── Excerpt to read
From VistA EMR Community: Would like to collaborate on synthetic patient data

Hello there,

I am Sam Habiel, Pharm.D.; Technical Fellow at the Open Source Electronic Health Record Alliance (OSEHRA). I met Tony McCormick at the OSEHRA Summit this year.

Tony told me about the project to create synthetic patients using NHANES data. I am interested as that will help us produce educational and demo instances of VistA. Lack of good demo data is a big issue for our community. I saw that there is big thread on the topic here. If somebody can summarize where you are at right now and how outsiders can contribute, I would appreciate it.

I have another project that I would like collaboration on: I and others in an organization called WorldVistA–are working on creating a public domain high quality drug interactions set. We have made several releases. The latest can be found here: You may find this data useful for your EMR. If you would like to use it and support us in maintaining the data, we will be happy to collaborate.

–Sam Habiel, Pharm.D. Technical Fellow OSEHRA


Hi Sam, We are using the NHANES data set to create simulated patients. There are 9000+ records created on username/password admin/password If you want to check it out.

In addition Dr. Hoyt has been manual creating some more detail patient histories (10 or so at the moment.)

I have scripts which download and parse the 2011-2012 NHANES datasets, then create patients records with demographics, problem lists, medications, a few labs and other things like smoking, alcohol, race, income.

It should be possible to use the same data to create records in VistA, the key issue to solve would be the interface to create the records.

Because LibreEHR is web based, my scripts are simulating browser activity to create records by mimicking the same actions a human would to manually enter the data.

One big question is what we need to accomplish to secure additional funding/resources to sustain this effort.

1 Like

Thank you Kevin.

I actually will be writing M code to add the data directly into VistA. Can you share the scripts with me? We tried using runnable scripts for other projects and they just take too long for a Continuous Integration pipeline, which is what we are aiming for.


1 Like

It’s nodejs code, not well documented yet but shared on github.

I can also share database dumps/csv files of the NHANES data.

1 Like

Thank you.

Where’s the code that reads the NHANES files?


I am using R to load the NHANES data and converting them to .csv

This part of my scripts uses the command line to load the files and make .csv files.

I can send you the .csv files as a .zip if you want. Probably simpler.

1 Like

Let’s do that. .zip will be good.

1 Like

The “pieces” of this process, are as follows.

  1. Web crawler which downloads the data files from the CDC and a conversion step from SAS to .csv (resulting in the .zip file contents)

  2. Scripts which load the .CSV files into MySQL/MariaDB. (1 to 1 mapping of the .csv files to database tables/columns)

  3. Code which translates the database representations into JavaScript object This maps the “numeric values” from the CDC data into things like problem lists For example, based on yes/no (1/2) answers to parts of the questionnaire for each respondent, we build problem lists.

  4. Code which then uses these JavaScript objects and “applies them” to the EHR Example here is a form post to create the patients


You are a good elucidator! Thank you.
────
── Extracted entries
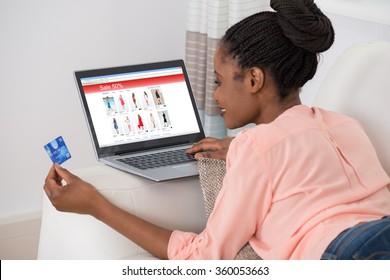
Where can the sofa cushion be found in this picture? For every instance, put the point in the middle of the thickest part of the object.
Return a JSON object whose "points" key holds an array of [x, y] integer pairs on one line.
{"points": [[211, 174]]}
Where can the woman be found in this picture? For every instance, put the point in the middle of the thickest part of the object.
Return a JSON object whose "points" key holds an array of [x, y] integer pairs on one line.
{"points": [[299, 185]]}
────
Work item: Please write out the thread on synthetic patient data word for word, from "It should be" to "enter the data.".

Exercise response:
It should be possible to use the same data to create records in VistA, the key issue to solve would be the interface to create the records.

Because LibreEHR is web based, my scripts are simulating browser activity to create records by mimicking the same actions a human would to manually enter the data.